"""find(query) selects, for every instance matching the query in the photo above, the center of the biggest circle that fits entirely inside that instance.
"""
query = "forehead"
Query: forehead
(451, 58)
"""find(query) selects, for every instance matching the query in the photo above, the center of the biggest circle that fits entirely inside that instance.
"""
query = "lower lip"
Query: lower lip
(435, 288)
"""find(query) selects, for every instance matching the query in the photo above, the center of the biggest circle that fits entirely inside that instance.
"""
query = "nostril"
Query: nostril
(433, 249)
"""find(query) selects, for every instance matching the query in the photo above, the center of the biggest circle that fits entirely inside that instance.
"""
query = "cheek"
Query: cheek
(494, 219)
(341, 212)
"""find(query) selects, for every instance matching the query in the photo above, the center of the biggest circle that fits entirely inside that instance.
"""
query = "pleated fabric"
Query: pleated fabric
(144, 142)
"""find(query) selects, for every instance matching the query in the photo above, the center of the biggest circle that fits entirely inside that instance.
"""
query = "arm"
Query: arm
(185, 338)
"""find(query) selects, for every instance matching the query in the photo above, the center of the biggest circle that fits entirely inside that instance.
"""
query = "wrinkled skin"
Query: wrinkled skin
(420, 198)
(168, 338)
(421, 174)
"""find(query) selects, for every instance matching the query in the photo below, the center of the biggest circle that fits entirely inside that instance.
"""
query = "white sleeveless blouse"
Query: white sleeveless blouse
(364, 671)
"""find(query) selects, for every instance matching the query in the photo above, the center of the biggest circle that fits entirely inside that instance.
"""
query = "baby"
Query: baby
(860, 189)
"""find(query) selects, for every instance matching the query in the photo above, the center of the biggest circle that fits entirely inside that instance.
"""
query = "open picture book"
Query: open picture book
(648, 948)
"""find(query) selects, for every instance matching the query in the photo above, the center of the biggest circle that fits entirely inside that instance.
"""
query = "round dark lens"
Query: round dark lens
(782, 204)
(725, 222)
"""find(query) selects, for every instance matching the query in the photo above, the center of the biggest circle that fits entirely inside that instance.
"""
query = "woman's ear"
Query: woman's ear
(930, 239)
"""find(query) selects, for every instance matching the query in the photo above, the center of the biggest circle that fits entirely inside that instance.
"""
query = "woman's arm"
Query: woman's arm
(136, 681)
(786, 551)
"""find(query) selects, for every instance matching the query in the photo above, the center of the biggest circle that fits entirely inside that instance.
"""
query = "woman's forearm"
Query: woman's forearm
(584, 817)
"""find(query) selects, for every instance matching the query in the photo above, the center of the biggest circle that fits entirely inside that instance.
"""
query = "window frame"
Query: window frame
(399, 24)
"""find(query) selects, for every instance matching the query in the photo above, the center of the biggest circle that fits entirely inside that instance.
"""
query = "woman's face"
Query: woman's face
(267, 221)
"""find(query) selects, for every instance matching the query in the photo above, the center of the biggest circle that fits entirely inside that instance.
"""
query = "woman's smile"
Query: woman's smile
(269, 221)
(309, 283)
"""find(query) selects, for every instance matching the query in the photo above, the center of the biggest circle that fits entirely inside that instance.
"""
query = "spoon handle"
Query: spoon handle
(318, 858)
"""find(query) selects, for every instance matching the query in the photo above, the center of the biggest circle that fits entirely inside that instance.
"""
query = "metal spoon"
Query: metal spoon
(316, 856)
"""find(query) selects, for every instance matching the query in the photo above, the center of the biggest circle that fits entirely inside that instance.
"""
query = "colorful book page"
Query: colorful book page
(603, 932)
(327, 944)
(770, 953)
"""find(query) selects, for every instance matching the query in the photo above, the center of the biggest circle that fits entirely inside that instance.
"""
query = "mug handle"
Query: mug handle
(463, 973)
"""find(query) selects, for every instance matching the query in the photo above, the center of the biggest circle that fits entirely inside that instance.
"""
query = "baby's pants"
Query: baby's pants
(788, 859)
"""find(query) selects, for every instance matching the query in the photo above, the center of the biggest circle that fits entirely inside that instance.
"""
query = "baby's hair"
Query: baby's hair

» **Required work**: Identify each line in the records above that contains the string "spoon" and copy those lines.

» **The reply**:
query = "spoon handle"
Query: spoon handle
query = "metal spoon"
Query: metal spoon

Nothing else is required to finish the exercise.